## START Document excerpt

Posted by By AKEEB ALARAPE, Ibadan on
Three members of the Oyo State chapter of the Nigerian Labour Congress (NLC) were yesterday arrested by police at the entrance to the secretariat of the State Universal Basic Education Board (SUBEB).
Three members of the Oyo State chapter of the Nigerian Labour Congress (NLC) were yesterday arrested by police at the entrance to the secretariat of the State Universal Basic Education Board (SUBEB).
The arrest came at a time the leadership of the NLC in the state declared a ‘no retreat, no surrender' order on the face-off between the workers and the Otunba Adebayo Alao-Akala-led state government over the contentious N9,400 minimum wage for the workers. The strike commenced June 26, 2007.
Daily Sun reliably gathered that a monitoring team of the state workers had swooped on the SUBEB office on the information that some workers have secretly resumed work at the office.
An eye-witness told Daily Sun that the cane-wielding workers disallowed people to enter the office while some vehicles parked within the premises, which were suspected to belong to some civil servants had their tyres deflated.
Sensing crisis, the management of SUBEB were said to have invited the police to rescue them from the anger of the monitoring team, which led to a deployment of two patrol vehicles and later an Armour Personnel Carrier (APC) vehicle to the SUBEB gate which is adjacent the state government house.
Reacting to the arrest of his men, Chairman of NLC in the state, Mr. Basiru Lamidi Apapa, during a press conference, confirmed that those arrested were his members, who, were on their way to the state secretariat and not even among the monitoring team. Earlier at the press briefing, Apapa dismissed allegations that the labour leaders in the state deliberately refused to call off the strike because some politicians were instigating them against the state government.
According to him, the state government had blown away three golden opportunities to resolve the impasse through genuine intervention from the national secretariat of NLC, the committee of former Heads of Service, Secretaries to the State Governments and Permanent Secretaries, led by Chief Theophilus Akinyele and lately the Federal Ministry of Labour and Productivity.

## END Document excerpt
## START Collected data

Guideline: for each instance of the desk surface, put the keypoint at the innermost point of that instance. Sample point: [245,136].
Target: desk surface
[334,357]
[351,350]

## END Collected data

From the news report above on the Oyo State labor strike, copy out everything from "Sensing crisis, the" down to "the state government.".

Sensing crisis, the management of SUBEB were said to have invited the police to rescue them from the anger of the monitoring team, which led to a deployment of two patrol vehicles and later an Armour Personnel Carrier (APC) vehicle to the SUBEB gate which is adjacent the state government house.
Reacting to the arrest of his men, Chairman of NLC in the state, Mr. Basiru Lamidi Apapa, during a press conference, confirmed that those arrested were his members, who, were on their way to the state secretariat and not even among the monitoring team. Earlier at the press briefing, Apapa dismissed allegations that the labour leaders in the state deliberately refused to call off the strike because some politicians were instigating them against the state government.